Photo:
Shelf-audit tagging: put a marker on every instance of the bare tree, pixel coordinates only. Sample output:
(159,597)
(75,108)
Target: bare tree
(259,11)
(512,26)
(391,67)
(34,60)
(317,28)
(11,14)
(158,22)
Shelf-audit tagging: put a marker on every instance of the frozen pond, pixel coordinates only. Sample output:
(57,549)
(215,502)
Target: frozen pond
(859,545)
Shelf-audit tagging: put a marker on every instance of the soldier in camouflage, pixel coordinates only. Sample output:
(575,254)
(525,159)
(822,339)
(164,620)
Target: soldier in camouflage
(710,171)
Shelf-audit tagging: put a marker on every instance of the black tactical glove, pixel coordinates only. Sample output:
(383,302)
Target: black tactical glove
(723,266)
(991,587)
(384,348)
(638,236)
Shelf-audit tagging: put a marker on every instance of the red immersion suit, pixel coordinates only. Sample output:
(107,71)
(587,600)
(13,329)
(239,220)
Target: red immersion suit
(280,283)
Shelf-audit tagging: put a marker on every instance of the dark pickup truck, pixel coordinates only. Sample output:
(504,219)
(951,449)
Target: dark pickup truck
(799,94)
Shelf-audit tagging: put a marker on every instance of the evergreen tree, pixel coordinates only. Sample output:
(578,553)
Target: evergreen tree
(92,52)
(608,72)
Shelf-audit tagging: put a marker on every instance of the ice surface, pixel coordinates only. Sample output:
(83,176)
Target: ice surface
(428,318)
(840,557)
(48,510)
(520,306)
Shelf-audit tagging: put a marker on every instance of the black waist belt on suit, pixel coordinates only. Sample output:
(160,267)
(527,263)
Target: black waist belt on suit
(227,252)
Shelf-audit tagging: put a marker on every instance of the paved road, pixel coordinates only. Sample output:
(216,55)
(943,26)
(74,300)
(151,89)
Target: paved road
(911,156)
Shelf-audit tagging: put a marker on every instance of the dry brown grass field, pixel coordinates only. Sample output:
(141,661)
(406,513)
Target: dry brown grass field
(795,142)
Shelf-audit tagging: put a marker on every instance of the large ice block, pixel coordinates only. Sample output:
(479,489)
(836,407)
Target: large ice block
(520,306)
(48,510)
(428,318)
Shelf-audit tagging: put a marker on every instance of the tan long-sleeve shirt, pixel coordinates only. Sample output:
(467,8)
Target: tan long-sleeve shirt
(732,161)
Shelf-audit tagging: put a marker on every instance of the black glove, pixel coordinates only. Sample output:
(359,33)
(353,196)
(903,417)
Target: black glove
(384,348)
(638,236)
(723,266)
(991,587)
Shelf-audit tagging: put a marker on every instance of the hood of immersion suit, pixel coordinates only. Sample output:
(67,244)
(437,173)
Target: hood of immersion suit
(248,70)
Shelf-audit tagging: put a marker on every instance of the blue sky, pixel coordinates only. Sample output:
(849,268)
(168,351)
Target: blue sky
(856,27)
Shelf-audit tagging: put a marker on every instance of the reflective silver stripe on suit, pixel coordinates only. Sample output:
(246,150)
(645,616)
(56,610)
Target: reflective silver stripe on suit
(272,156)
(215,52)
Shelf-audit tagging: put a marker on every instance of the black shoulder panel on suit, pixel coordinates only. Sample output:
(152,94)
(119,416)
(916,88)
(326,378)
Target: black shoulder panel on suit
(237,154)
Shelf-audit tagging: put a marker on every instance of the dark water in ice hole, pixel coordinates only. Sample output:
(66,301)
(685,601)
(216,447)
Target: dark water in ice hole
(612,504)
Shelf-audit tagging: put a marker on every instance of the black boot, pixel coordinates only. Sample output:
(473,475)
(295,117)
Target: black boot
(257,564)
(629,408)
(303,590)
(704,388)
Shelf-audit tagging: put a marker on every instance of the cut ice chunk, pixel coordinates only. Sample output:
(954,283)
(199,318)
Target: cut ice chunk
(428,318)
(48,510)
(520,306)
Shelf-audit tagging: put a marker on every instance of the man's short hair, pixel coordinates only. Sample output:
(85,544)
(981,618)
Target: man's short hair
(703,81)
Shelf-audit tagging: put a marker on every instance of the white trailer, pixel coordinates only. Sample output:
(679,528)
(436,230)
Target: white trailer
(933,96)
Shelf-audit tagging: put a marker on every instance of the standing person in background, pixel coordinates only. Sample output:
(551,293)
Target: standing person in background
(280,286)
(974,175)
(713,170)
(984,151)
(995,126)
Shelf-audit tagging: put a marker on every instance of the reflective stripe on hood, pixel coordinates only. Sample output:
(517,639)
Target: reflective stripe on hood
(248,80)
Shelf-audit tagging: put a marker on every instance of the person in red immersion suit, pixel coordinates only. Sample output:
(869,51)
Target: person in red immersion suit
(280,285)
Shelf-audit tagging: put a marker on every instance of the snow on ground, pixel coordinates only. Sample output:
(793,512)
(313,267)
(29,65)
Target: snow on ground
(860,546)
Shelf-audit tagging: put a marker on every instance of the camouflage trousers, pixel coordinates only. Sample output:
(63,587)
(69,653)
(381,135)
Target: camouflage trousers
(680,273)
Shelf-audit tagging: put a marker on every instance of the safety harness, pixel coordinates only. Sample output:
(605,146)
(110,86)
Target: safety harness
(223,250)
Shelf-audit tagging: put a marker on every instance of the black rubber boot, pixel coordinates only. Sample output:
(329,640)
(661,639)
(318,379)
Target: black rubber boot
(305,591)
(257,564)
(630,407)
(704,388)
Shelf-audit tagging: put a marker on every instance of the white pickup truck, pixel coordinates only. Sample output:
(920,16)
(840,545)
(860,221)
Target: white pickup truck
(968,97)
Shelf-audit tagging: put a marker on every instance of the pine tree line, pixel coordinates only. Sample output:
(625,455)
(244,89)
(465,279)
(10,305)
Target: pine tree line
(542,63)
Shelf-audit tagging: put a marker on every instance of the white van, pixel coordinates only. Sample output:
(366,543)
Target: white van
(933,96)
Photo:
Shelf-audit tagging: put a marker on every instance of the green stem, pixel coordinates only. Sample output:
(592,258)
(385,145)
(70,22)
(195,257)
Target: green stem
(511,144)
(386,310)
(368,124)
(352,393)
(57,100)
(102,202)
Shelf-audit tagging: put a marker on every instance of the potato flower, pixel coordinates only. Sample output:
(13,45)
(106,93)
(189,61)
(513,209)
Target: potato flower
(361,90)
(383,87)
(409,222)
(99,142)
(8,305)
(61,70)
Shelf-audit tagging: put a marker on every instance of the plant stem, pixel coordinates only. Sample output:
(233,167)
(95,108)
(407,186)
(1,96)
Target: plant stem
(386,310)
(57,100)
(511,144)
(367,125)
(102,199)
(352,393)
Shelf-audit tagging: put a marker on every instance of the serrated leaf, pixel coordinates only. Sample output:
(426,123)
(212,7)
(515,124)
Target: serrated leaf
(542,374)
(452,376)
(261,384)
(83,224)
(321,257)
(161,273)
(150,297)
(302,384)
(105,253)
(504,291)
▬▬▬▬▬▬
# [GIVEN TASK]
Reproduce each line of the material above precisely.

# [OUTPUT OF THE TASK]
Photo:
Shelf-audit tagging: put a marker on every instance of the bare tree, pixel coordinates only. Sample output:
(159,597)
(75,108)
Target: bare tree
(259,11)
(512,26)
(391,67)
(34,60)
(317,28)
(11,14)
(158,22)
Shelf-audit tagging: put a marker on every instance of the frozen pond, pixel coordinates only. Sample output:
(57,549)
(215,502)
Target: frozen pond
(859,545)
Shelf-audit tagging: put a marker on every instance of the soldier in camouflage, pixel coordinates only. Sample output:
(575,254)
(525,159)
(822,339)
(164,620)
Target: soldier in camouflage
(710,171)
Shelf-audit tagging: put a marker on every instance of the black tactical glove, pixel coordinates only. Sample output:
(383,302)
Target: black tactical glove
(723,266)
(991,587)
(384,348)
(638,236)
Shelf-audit tagging: put a marker on every instance of the red immersion suit, pixel coordinates only. Sample output:
(107,71)
(587,600)
(13,329)
(239,220)
Target: red immersion suit
(280,283)
Shelf-audit tagging: put a marker on every instance of the dark pickup truck, pixel coordinates only. Sample output:
(504,219)
(951,449)
Target: dark pickup truck
(799,94)
Shelf-audit tagging: put a marker on every instance of the evergreen tree, pixel coordinates only. Sample output:
(578,553)
Target: evergreen tree
(92,52)
(608,72)
Shelf-audit tagging: put a marker on every instance of the ice surface, pixel coordinates only. Sample output:
(83,176)
Target: ice surface
(428,318)
(840,557)
(48,510)
(520,306)
Shelf-audit tagging: put a marker on every instance of the black waist belt on suit, pixel coordinates only. Sample output:
(160,267)
(527,263)
Target: black waist belt on suit
(227,252)
Shelf-audit tagging: put a marker on every instance of the paved road, pixel coordinates only. Sample output:
(216,55)
(943,26)
(74,300)
(151,89)
Target: paved road
(911,156)
Shelf-audit tagging: put a marker on every instance of the dry brown grass field, pixel coordinates only. Sample output:
(141,661)
(406,513)
Target: dry brown grass field
(795,142)
Shelf-audit tagging: put a marker on every instance of the large ice block, pixel coordinates only. Sample output:
(479,489)
(836,407)
Target: large ice block
(520,306)
(48,510)
(428,318)
Shelf-audit tagging: put a marker on every instance of the tan long-sleeve shirt, pixel coordinates only. Sample output:
(467,8)
Target: tan long-sleeve shirt
(732,161)
Shelf-audit tagging: put a marker on every instance of the black glove, pixel coordinates only. Sample output:
(359,33)
(353,196)
(903,417)
Target: black glove
(384,348)
(638,236)
(723,266)
(991,587)
Shelf-audit tagging: put a marker on every instance of the hood of immersion suit, pixel coordinates only. Sample output:
(67,244)
(437,173)
Target: hood of immersion suit
(248,70)
Shelf-audit tagging: put a marker on every instance of the blue sky, pixel coordinates only. Sample output:
(849,268)
(168,351)
Target: blue sky
(856,27)
Shelf-audit tagging: put a marker on every instance of the reflective silver stripe on suit, pixel coordinates only. Sample output:
(246,150)
(645,616)
(56,610)
Target: reflective silver stripe on suit
(272,156)
(215,52)
Shelf-audit tagging: put a marker on every instance of the black shoulder panel on suit, pixel coordinates only. Sample output:
(152,94)
(119,416)
(916,88)
(326,378)
Target: black shoulder panel on suit
(237,154)
Shelf-audit tagging: put a marker on every instance of the dark water in ice hole, pixel coordinates only. Sample output:
(66,301)
(685,601)
(216,447)
Target: dark water in ice hole
(612,504)
Shelf-audit tagging: put a marker on every instance of the black boot, pixel coordinates only. Sample output:
(473,475)
(295,117)
Target: black boot
(257,564)
(629,408)
(303,590)
(704,388)
Shelf-audit tagging: put a marker on every instance of the cut ice chunk, pixel coordinates only. Sample output:
(954,283)
(199,318)
Target: cut ice chunk
(428,318)
(48,510)
(520,306)
Shelf-audit tagging: put a marker on every instance of the man's short hair, pixel coordinates only. Sample output:
(85,544)
(981,618)
Target: man's short hair
(703,81)
Shelf-audit tagging: put a marker on every instance of the white trailer, pixel coordinates only. Sample output:
(679,528)
(436,230)
Target: white trailer
(933,96)
Shelf-audit tagging: put a marker on every instance of the standing person in background, pixel coordinates only. Sample output:
(551,293)
Target: standing person in background
(280,286)
(974,175)
(713,170)
(984,151)
(995,126)
Shelf-audit tagging: put a marker on every instance of the reflective stripe on hood, pixel coordinates only. Sample output:
(517,639)
Target: reflective stripe on hood
(248,80)
Shelf-audit tagging: put a marker on every instance of the person in red immersion suit, pixel coordinates only. Sample output:
(869,51)
Target: person in red immersion suit
(280,285)
Shelf-audit tagging: put a marker on every instance of the snow on ground, pixel coordinates only. Sample output:
(793,512)
(313,267)
(29,65)
Target: snow on ground
(860,546)
Shelf-audit tagging: put a marker on every instance of the camouflage trousers, pixel coordinates only. Sample output:
(63,587)
(69,653)
(381,135)
Target: camouflage trousers
(680,273)
Shelf-audit tagging: put a marker on every instance of the safety harness, pixel coordinates only. Sample output:
(605,146)
(110,86)
Target: safety harness
(223,250)
Shelf-audit tagging: put a marker on every instance of the black rubber boot, pixel coordinates only. Sample output:
(329,640)
(661,639)
(318,379)
Target: black rubber boot
(305,591)
(257,564)
(630,407)
(704,388)
Shelf-audit tagging: put a marker on every instance of the white pickup truck, pixel coordinates only. Sample output:
(920,16)
(840,545)
(860,221)
Target: white pickup truck
(968,97)
Shelf-audit tagging: put a marker on every instance of the pine tree line, pixel coordinates only. Sample output:
(625,455)
(244,89)
(465,279)
(10,305)
Target: pine tree line
(542,63)
Shelf-audit tagging: put a marker on every instance of the white van, pixel coordinates only. Sample output:
(366,543)
Target: white van
(933,96)
Photo:
Shelf-audit tagging: put a marker on every instance of the green stem, pixel coordinates only. Sample output:
(592,258)
(385,145)
(70,22)
(195,257)
Target: green stem
(511,144)
(386,310)
(368,124)
(352,393)
(57,100)
(102,202)
Shelf-audit tagging: put a marker on every instance of the potato flower, pixel coordinates only. Sample output:
(13,45)
(106,93)
(189,61)
(513,209)
Target: potato flower
(361,90)
(383,87)
(409,222)
(99,142)
(8,305)
(61,70)
Shelf-audit tagging: put a marker on every instance of the plant stem, pixel coordinates only. Sample output:
(233,167)
(95,108)
(407,186)
(1,96)
Target: plant stem
(386,310)
(57,100)
(511,144)
(367,125)
(102,199)
(352,393)
Shelf-audit tagging: put a marker on every instance of the serrated leaf, pixel coordinates only. Sample output:
(426,123)
(212,7)
(515,124)
Target: serrated leaf
(542,374)
(452,376)
(261,384)
(83,224)
(321,257)
(161,273)
(150,297)
(302,384)
(105,253)
(504,291)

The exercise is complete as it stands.